• [Auszug]
Bild nicht mehr verfügbar.

Die Gänse von Biolandwirt Siegfried Marth haben Schwein gehabt: Sie wachsen artgerecht auf. Geschlachtet werden sie zu Martini trotzdem.

Foto: APA / Robert Jaeger

Hätten die schnatternden Gänse den heiligen Martin von Tours damals im Stall nicht verraten, wäre es ihnen vielleicht nicht an den Kragen gegangen. Wenn man nämlich der Legende Glauben schenken möchte, versteckte sich der Mönch, weil er nicht zum Bischof geweiht werden wollte, im Gänsestall. Eine andere Legende besagt, dass sich Martin von den Gänsen gestört gefühlt habe und sie daraufhin schlachten ließ.

Welche Version nun die richtige ist und warum die Gans damals daran glauben musste, ist heute nebensächlich. Vielmehr interessiert es, woher die Gans kommt, die als gefüllter Braten, Suppe oder Pastete auf dem Teller landet. Dass Gans nicht gleich Gans ist, liegt irgendwie auf der Hand, wenn man die Preise von Import-Tiefkühlgänsen und jene von biozertifizierten Betrieben vergleicht.

• [Anforderungen]
Gib aus dem Auszug über die Martinigänse die Stelle zwischen „Hätten die schnatternden“ und „daraufhin schlachten ließ.“ einschließlich wortgetreu aus.

Gespeicherte Daten:

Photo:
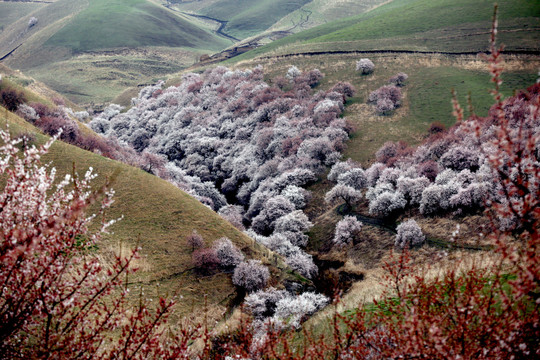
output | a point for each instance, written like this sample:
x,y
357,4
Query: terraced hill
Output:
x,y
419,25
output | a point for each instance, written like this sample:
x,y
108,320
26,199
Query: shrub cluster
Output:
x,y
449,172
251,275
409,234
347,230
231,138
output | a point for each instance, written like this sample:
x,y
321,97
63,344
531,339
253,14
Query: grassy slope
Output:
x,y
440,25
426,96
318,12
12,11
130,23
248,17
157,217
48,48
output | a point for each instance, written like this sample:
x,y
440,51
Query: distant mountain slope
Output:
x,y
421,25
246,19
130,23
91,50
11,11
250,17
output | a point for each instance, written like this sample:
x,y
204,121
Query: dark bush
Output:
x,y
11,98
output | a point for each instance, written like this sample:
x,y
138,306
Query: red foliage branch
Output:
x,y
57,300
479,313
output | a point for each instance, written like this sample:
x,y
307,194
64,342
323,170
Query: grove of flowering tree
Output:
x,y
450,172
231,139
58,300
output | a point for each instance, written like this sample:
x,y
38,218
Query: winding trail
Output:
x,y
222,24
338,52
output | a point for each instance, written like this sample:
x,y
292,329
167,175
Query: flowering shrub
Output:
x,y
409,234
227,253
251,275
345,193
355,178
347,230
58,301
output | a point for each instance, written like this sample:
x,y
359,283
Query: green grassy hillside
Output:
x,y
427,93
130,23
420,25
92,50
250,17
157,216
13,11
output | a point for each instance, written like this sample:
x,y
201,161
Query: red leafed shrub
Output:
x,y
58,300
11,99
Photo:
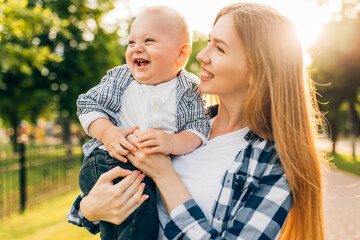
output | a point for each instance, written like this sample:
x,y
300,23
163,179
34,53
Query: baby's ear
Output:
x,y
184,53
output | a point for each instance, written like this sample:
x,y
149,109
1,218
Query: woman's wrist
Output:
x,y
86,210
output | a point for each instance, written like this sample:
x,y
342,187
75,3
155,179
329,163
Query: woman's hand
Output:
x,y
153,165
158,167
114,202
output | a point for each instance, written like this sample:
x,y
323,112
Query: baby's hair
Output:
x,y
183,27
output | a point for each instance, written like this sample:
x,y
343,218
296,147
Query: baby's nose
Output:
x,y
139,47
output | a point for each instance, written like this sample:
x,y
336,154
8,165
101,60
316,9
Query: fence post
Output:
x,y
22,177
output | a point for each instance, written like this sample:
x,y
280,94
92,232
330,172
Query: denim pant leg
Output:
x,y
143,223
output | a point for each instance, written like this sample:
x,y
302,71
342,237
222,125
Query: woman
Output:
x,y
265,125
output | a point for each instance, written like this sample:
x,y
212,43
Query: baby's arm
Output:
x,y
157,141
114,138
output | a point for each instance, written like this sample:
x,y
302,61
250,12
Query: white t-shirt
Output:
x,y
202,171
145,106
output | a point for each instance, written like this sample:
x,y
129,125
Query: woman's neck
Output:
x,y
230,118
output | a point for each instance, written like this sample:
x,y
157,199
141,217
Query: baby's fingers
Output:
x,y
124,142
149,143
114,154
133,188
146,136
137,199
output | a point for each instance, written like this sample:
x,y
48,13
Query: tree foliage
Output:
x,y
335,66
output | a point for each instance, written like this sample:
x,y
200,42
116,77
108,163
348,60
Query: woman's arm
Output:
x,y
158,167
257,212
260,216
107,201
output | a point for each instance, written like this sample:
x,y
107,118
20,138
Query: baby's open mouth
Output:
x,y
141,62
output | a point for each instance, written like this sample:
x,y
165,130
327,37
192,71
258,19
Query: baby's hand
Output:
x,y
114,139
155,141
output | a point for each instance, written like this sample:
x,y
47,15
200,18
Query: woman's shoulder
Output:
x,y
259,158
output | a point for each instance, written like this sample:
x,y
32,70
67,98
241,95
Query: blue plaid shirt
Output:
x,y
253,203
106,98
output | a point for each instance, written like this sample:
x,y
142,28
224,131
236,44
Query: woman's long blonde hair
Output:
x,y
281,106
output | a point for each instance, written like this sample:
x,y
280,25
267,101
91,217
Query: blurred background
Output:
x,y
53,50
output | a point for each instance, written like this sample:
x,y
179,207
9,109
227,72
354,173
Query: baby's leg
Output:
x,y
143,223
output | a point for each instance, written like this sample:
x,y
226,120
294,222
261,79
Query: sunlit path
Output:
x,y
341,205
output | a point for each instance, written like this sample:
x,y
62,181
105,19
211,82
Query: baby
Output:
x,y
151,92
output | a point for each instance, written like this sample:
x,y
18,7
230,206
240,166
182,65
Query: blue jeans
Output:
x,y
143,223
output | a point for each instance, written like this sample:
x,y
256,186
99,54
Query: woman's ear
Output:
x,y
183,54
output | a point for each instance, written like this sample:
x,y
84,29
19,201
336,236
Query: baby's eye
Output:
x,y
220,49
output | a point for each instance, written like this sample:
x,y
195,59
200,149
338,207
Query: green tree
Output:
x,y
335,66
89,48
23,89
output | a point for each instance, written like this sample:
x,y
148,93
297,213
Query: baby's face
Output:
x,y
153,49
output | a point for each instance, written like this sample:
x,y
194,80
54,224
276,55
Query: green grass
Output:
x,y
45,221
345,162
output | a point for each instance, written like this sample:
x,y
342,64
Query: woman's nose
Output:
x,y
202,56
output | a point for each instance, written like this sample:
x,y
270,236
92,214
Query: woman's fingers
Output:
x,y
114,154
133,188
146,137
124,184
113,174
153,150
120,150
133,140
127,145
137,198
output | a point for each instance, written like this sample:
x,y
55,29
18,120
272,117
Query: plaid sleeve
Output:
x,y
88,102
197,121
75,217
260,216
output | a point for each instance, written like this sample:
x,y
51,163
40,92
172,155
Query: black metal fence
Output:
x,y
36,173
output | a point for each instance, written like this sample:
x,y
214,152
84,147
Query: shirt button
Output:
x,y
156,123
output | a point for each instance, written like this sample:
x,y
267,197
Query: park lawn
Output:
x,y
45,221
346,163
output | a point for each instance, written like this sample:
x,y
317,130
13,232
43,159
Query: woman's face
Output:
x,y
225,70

==

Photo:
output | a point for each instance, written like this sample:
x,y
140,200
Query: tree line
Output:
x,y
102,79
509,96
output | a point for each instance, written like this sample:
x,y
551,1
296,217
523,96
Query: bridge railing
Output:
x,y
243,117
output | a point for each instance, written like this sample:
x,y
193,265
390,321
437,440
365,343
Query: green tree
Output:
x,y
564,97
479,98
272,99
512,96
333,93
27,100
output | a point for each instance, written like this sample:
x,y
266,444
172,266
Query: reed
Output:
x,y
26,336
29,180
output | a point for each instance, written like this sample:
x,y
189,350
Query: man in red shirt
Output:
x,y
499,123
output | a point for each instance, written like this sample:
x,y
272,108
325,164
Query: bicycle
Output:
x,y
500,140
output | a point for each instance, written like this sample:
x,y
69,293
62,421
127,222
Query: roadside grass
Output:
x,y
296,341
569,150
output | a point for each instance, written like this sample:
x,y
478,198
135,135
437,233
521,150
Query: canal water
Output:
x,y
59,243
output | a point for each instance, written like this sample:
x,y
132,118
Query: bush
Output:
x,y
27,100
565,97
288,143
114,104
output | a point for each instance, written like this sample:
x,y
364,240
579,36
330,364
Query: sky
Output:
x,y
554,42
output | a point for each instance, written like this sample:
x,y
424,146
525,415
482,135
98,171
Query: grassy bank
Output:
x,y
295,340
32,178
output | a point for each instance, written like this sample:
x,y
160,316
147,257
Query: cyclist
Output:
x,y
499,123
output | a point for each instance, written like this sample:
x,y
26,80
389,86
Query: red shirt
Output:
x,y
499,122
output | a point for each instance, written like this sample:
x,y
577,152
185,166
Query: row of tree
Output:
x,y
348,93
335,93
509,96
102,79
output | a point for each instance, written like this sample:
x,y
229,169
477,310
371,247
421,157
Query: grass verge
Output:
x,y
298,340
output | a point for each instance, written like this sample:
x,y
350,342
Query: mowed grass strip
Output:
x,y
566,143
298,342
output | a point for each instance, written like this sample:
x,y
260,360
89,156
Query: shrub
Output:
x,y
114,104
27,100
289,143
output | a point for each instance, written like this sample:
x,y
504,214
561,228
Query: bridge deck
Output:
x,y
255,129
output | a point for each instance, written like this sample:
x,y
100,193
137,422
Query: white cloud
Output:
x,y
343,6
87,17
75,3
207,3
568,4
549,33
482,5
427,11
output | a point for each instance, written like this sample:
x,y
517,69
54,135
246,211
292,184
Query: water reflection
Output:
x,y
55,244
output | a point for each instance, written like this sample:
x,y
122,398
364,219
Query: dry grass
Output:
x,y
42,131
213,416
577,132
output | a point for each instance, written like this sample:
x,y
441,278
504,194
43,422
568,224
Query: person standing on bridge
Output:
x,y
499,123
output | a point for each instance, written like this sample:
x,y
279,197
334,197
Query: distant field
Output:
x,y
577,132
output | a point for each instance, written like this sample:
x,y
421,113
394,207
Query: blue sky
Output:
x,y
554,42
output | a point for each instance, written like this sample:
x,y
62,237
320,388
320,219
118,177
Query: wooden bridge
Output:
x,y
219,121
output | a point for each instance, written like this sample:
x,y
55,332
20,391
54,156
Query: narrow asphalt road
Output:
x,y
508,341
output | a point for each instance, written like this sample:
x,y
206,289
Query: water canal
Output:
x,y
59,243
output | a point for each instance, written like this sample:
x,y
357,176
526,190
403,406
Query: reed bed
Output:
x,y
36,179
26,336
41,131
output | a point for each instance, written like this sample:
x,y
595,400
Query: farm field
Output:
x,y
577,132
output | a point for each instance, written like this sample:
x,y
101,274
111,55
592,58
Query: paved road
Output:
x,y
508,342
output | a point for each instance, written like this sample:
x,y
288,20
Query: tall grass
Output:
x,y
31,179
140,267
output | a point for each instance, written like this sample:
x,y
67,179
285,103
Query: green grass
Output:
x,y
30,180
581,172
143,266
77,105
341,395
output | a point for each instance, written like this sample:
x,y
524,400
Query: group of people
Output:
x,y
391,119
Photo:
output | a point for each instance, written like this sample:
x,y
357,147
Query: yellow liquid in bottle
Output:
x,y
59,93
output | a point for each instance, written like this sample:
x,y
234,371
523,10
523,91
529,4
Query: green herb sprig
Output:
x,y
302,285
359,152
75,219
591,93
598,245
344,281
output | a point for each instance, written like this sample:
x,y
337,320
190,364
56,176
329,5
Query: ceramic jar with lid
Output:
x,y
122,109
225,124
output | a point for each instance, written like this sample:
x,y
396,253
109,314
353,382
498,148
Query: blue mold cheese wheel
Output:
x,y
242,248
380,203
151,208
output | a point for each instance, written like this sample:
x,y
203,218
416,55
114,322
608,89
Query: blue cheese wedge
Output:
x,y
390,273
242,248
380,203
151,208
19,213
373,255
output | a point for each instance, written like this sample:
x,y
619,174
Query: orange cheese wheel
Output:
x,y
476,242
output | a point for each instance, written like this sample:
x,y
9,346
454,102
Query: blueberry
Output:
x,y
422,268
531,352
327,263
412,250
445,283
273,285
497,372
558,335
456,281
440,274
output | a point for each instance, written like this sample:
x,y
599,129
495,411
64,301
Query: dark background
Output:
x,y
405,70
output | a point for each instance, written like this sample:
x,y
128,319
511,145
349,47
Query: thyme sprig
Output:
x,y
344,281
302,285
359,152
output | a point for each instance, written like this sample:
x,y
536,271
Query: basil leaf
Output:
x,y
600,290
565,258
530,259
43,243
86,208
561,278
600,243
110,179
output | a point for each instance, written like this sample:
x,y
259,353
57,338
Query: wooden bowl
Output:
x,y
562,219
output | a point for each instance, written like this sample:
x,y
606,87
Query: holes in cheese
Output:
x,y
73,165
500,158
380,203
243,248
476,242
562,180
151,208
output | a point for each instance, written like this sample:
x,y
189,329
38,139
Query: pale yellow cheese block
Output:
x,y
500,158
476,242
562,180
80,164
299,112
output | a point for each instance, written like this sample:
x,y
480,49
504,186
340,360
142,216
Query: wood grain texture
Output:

* * *

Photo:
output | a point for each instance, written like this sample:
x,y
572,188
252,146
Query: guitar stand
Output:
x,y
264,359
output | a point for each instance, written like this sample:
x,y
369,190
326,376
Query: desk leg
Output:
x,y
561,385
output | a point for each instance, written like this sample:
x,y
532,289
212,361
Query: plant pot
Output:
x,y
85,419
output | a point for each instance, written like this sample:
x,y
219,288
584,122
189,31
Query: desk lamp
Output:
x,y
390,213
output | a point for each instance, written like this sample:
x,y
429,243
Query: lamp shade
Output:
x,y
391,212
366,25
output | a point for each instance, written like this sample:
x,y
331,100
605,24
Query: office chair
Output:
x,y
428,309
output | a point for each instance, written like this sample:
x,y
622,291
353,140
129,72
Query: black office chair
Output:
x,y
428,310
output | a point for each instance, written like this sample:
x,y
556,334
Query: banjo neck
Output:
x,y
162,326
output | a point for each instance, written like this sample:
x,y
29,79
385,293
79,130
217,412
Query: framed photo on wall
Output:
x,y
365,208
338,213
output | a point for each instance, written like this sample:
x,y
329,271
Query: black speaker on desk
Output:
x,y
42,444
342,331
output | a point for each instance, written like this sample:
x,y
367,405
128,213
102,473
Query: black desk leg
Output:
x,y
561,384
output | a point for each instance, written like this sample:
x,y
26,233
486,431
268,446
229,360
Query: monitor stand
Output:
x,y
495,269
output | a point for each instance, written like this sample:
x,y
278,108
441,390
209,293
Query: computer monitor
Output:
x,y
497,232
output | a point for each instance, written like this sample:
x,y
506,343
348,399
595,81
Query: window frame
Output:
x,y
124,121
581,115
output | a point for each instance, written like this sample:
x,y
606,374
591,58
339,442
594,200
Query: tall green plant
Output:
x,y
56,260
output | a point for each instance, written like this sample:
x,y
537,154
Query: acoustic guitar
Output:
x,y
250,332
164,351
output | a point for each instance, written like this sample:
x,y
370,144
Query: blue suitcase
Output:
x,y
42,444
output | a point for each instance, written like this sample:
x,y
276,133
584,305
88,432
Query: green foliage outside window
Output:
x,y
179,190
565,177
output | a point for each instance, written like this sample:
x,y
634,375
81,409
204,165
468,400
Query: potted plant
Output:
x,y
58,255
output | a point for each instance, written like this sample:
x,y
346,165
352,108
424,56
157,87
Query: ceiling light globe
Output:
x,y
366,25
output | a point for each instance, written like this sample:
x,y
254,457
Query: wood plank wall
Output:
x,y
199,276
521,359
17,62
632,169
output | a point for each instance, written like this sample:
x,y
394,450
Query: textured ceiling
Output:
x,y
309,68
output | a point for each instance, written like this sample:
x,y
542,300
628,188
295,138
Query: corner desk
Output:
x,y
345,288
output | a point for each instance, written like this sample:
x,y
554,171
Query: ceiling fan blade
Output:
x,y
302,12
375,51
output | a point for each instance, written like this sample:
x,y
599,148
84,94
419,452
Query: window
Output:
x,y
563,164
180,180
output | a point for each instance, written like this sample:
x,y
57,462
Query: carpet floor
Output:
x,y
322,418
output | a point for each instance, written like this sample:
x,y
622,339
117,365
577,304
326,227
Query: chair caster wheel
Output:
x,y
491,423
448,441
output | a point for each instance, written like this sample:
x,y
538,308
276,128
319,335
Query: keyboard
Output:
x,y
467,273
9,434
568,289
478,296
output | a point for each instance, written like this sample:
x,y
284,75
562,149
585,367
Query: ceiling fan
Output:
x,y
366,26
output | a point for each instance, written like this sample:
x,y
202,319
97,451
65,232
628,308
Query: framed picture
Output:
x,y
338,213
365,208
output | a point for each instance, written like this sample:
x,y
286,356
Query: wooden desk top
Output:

• [Lösung]
Hätten die schnatternden Gänse den heiligen Martin von Tours damals im Stall nicht verraten, wäre es ihnen vielleicht nicht an den Kragen gegangen. Wenn man nämlich der Legende Glauben schenken möchte, versteckte sich der Mönch, weil er nicht zum Bischof geweiht werden wollte, im Gänsestall. Eine andere Legende besagt, dass sich Martin von den Gänsen gestört gefühlt habe und sie daraufhin schlachten ließ.